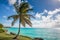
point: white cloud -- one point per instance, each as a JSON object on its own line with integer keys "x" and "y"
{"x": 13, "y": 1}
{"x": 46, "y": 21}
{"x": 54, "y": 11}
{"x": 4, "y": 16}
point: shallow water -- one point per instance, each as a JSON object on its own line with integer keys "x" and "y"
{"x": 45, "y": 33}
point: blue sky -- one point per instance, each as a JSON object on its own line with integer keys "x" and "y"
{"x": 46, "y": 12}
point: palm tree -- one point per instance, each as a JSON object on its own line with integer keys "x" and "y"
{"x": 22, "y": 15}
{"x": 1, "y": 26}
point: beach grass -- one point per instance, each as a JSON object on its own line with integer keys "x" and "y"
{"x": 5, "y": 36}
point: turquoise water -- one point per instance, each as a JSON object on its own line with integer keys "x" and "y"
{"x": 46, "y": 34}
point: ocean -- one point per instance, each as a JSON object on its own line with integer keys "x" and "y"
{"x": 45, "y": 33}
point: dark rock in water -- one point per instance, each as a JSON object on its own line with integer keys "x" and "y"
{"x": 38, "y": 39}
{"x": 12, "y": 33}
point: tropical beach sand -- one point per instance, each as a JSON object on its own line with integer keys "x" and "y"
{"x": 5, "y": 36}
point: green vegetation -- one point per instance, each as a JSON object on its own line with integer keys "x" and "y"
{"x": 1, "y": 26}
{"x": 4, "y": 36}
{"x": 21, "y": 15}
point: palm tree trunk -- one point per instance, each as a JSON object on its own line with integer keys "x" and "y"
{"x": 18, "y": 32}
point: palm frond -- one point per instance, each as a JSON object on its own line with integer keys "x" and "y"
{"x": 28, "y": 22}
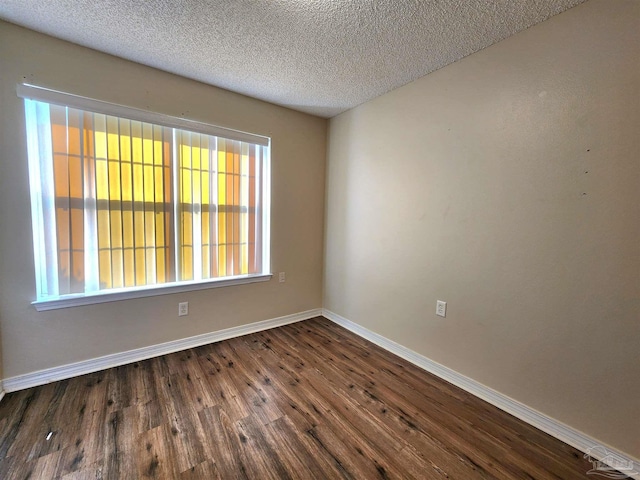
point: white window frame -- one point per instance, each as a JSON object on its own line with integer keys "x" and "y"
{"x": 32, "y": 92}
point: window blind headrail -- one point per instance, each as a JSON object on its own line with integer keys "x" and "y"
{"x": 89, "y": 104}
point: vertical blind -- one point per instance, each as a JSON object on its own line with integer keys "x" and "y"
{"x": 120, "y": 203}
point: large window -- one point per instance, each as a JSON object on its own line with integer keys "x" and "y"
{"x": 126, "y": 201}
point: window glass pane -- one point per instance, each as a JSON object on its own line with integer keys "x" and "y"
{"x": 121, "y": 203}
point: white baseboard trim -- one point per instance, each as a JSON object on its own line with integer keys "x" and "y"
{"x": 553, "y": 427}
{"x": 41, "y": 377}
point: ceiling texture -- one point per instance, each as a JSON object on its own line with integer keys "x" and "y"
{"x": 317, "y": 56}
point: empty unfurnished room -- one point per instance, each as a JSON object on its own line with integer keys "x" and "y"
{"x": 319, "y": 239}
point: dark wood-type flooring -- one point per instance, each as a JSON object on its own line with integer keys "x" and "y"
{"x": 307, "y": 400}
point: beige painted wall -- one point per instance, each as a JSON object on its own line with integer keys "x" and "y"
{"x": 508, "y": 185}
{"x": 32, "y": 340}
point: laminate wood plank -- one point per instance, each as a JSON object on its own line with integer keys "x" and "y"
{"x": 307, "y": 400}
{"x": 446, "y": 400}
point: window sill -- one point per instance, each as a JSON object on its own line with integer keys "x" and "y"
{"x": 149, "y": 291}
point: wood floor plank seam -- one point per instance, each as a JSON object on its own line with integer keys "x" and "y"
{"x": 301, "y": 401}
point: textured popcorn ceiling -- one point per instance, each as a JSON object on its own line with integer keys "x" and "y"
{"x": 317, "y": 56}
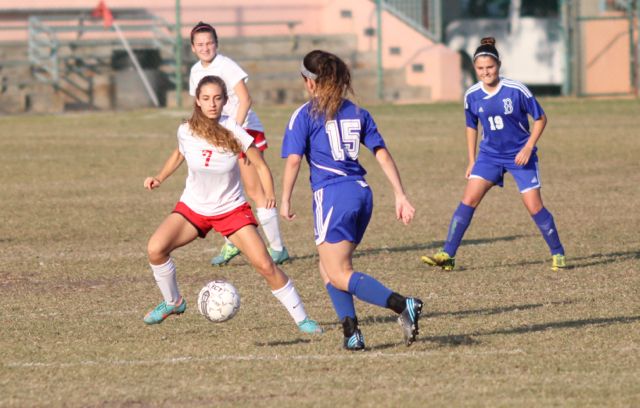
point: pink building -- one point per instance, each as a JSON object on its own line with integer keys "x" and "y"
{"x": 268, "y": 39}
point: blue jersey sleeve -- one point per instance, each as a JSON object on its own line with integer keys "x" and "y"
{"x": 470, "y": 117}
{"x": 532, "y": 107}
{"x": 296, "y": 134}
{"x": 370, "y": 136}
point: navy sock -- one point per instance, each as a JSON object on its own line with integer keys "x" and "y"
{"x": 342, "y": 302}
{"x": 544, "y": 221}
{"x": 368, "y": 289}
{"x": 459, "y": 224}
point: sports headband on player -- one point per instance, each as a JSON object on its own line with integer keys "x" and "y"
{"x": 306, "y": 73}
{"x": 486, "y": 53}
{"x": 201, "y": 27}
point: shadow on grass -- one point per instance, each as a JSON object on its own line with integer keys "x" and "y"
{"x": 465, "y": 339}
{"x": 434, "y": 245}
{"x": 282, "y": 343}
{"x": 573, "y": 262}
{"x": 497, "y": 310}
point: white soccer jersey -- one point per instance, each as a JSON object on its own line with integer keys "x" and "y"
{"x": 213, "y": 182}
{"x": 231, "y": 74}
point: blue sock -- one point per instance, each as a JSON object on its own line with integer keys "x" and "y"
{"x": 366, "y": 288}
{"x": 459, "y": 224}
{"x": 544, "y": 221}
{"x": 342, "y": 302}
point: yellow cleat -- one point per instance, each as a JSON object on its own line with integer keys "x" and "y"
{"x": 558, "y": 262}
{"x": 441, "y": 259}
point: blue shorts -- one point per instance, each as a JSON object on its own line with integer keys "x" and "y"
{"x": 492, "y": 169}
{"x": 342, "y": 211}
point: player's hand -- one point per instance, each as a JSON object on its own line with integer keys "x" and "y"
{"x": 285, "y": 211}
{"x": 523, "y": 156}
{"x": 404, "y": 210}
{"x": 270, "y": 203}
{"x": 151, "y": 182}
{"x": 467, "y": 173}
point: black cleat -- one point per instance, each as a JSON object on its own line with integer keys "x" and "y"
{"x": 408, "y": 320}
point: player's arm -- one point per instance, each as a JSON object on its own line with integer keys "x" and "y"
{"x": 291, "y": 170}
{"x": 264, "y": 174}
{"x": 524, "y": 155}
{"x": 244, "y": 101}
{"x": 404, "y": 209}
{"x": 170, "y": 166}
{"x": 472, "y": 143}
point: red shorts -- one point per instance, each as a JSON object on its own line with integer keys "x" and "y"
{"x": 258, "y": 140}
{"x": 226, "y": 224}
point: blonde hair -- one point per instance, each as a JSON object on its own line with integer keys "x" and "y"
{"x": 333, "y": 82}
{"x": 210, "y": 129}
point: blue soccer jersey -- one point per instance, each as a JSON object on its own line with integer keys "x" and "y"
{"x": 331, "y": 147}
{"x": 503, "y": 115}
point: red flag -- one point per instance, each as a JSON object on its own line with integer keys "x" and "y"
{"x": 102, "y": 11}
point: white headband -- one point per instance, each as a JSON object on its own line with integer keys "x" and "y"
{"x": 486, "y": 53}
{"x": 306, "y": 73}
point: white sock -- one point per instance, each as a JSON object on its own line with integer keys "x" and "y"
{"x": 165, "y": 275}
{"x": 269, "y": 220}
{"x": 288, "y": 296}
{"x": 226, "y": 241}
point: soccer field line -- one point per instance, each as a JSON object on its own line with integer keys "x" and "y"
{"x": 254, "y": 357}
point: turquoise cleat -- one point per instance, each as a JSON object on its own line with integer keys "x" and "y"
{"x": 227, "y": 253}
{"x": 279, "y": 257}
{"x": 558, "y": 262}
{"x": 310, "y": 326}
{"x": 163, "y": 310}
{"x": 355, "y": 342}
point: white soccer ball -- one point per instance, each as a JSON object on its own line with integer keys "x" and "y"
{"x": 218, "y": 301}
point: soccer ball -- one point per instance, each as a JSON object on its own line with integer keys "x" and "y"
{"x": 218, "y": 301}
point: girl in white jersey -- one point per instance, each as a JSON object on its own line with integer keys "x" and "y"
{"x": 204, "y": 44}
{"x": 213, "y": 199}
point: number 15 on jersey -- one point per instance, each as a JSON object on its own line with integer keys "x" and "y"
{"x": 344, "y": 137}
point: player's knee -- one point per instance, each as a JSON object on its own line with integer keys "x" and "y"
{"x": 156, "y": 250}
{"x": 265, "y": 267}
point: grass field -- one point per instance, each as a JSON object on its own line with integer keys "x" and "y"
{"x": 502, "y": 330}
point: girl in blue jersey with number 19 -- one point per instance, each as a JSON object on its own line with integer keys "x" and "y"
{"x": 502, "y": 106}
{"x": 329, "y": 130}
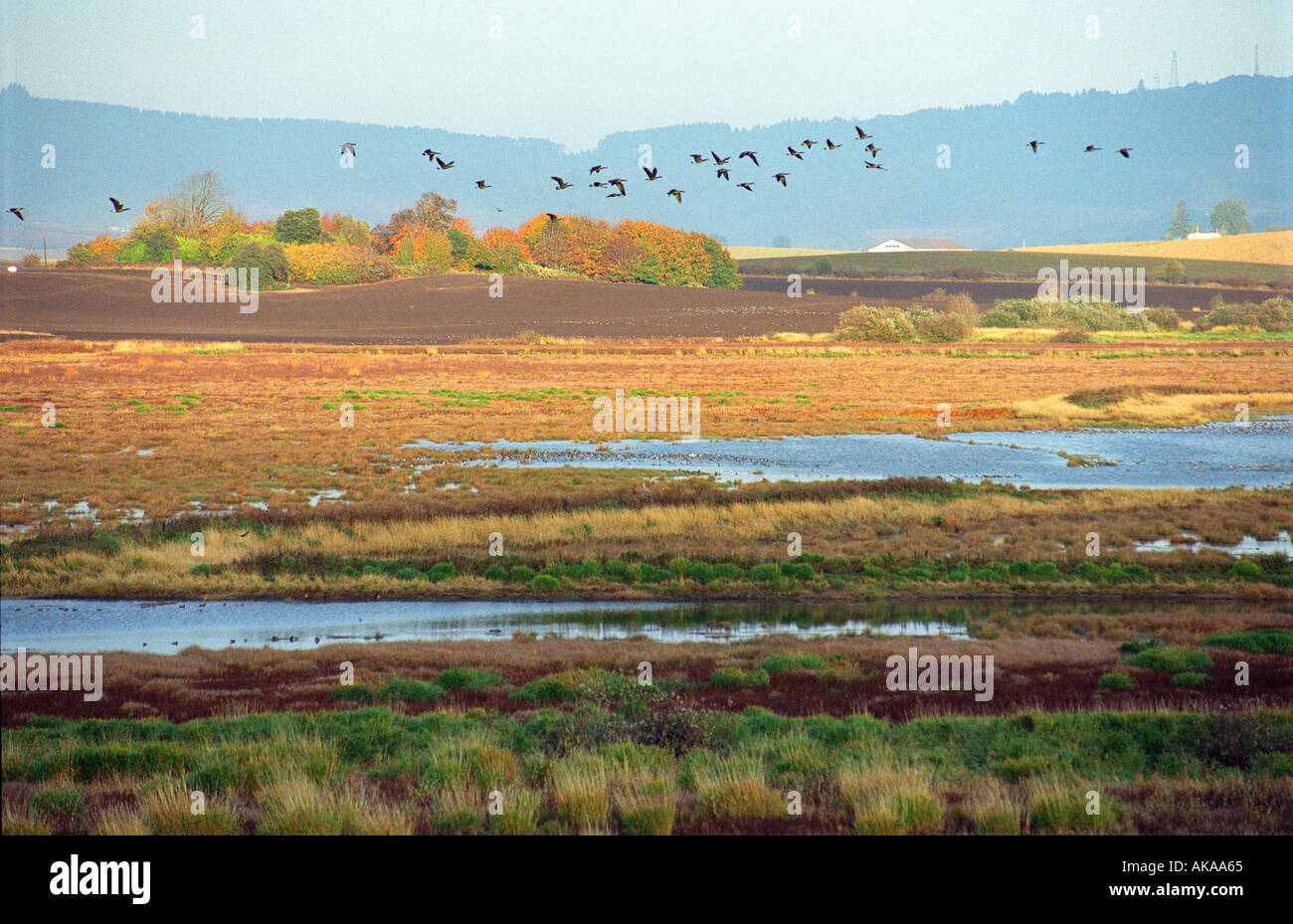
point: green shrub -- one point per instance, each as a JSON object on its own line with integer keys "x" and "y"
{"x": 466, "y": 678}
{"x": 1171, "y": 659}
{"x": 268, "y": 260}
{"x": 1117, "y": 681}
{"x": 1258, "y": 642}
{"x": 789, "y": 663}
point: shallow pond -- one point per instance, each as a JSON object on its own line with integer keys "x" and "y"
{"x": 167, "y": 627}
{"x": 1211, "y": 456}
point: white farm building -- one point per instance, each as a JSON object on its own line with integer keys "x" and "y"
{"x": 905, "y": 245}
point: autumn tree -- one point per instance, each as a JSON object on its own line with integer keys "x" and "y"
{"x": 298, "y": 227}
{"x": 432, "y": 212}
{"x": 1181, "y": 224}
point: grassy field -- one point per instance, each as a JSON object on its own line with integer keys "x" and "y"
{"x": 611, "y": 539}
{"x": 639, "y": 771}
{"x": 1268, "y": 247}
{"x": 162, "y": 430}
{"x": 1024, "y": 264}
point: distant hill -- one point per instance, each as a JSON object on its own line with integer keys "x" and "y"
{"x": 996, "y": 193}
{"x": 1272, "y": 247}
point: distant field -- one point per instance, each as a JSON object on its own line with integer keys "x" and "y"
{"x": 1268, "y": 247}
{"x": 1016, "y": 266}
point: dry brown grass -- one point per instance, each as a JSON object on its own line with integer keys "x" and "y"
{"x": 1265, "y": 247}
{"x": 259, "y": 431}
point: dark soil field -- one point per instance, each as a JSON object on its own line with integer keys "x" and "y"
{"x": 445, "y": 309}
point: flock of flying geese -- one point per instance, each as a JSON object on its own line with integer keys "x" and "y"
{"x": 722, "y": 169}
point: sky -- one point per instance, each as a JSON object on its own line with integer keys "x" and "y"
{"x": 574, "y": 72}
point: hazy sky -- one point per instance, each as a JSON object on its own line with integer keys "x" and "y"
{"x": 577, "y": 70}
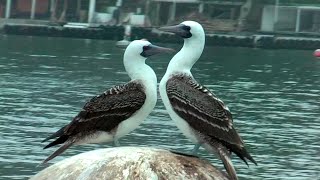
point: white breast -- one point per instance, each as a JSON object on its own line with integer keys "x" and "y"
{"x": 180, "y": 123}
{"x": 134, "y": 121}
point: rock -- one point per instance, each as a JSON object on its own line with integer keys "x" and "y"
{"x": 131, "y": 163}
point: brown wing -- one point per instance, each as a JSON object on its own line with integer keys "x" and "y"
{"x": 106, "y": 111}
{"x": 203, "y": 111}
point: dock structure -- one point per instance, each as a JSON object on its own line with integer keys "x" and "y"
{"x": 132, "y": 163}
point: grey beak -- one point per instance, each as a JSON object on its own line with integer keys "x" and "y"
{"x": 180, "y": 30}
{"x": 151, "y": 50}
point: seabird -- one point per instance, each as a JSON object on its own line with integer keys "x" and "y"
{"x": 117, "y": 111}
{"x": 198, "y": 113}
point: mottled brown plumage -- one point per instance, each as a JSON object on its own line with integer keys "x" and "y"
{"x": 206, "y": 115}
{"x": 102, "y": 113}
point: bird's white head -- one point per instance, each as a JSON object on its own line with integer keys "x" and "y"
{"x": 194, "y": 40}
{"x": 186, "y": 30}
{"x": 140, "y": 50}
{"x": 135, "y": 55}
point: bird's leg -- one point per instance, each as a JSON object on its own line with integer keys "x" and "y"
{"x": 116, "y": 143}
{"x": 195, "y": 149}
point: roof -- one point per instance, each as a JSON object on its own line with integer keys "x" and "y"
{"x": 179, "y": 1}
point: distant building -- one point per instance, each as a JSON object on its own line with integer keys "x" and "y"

**SHORT EXERCISE:** Please copy exactly the lines from the one containing "point: dry brown" through the last line of the records above, both included, and leave out any pictures.

**EXERCISE ANSWER:**
point: dry brown grass -- one point per instance, each as a JSON object on its own line with integer keys "x" and "y"
{"x": 1265, "y": 247}
{"x": 259, "y": 431}
point: dark soil field -- one point per instance, each as a JSON object on its own line with integer keys "x" and "y"
{"x": 445, "y": 309}
point: flock of flying geese -- one point per instance, each as a JSON object on its own line with integer keys "x" and "y"
{"x": 722, "y": 169}
point: sky -- one point per instance, each as a JSON object on its own line with integer keys "x" and "y"
{"x": 574, "y": 72}
point: hazy sky -- one point per instance, each as a JSON object on its own line with integer keys "x" and "y"
{"x": 577, "y": 70}
point: white breast -- one point per instance, each as a JSON object on its own line with integer keys "x" and "y"
{"x": 180, "y": 123}
{"x": 134, "y": 121}
point: rock -- one point per instance, each as a JSON object on its own line with integer keys "x" and "y"
{"x": 131, "y": 163}
point: brown wing -- one point per instance, each as a JSON object on its own line with integer keys "x" and "y"
{"x": 106, "y": 111}
{"x": 203, "y": 111}
point: dock structure -- one point per instance, each as a JSON object on its own line with integer keys "x" and "y"
{"x": 132, "y": 163}
point: grey beak -- one point per instance, each as a JSON object on its own line with integer keys "x" and "y"
{"x": 180, "y": 30}
{"x": 151, "y": 50}
point: seabird -- one point per instance, each as a JSON object on its own line with integer keys "x" and "y"
{"x": 117, "y": 111}
{"x": 198, "y": 113}
point: mottled brown plumage -- one point per instance, each as a JSON object on its own line with integer keys "x" and "y"
{"x": 206, "y": 115}
{"x": 102, "y": 113}
point: bird's white head -- one point per instance, each as a JSON object on its own line with integer keys "x" and "y"
{"x": 194, "y": 40}
{"x": 186, "y": 30}
{"x": 140, "y": 50}
{"x": 135, "y": 55}
point: bird's leg -- one point per instance, each as a JSON object on its own line with integer keys "x" and "y"
{"x": 116, "y": 143}
{"x": 195, "y": 149}
point: roof -- one point per instance, each as a JSON object on its own line with integer keys "x" and "y"
{"x": 179, "y": 1}
point: distant building -- one point per instance, each as a JSON object on its own line with integer keys "x" and "y"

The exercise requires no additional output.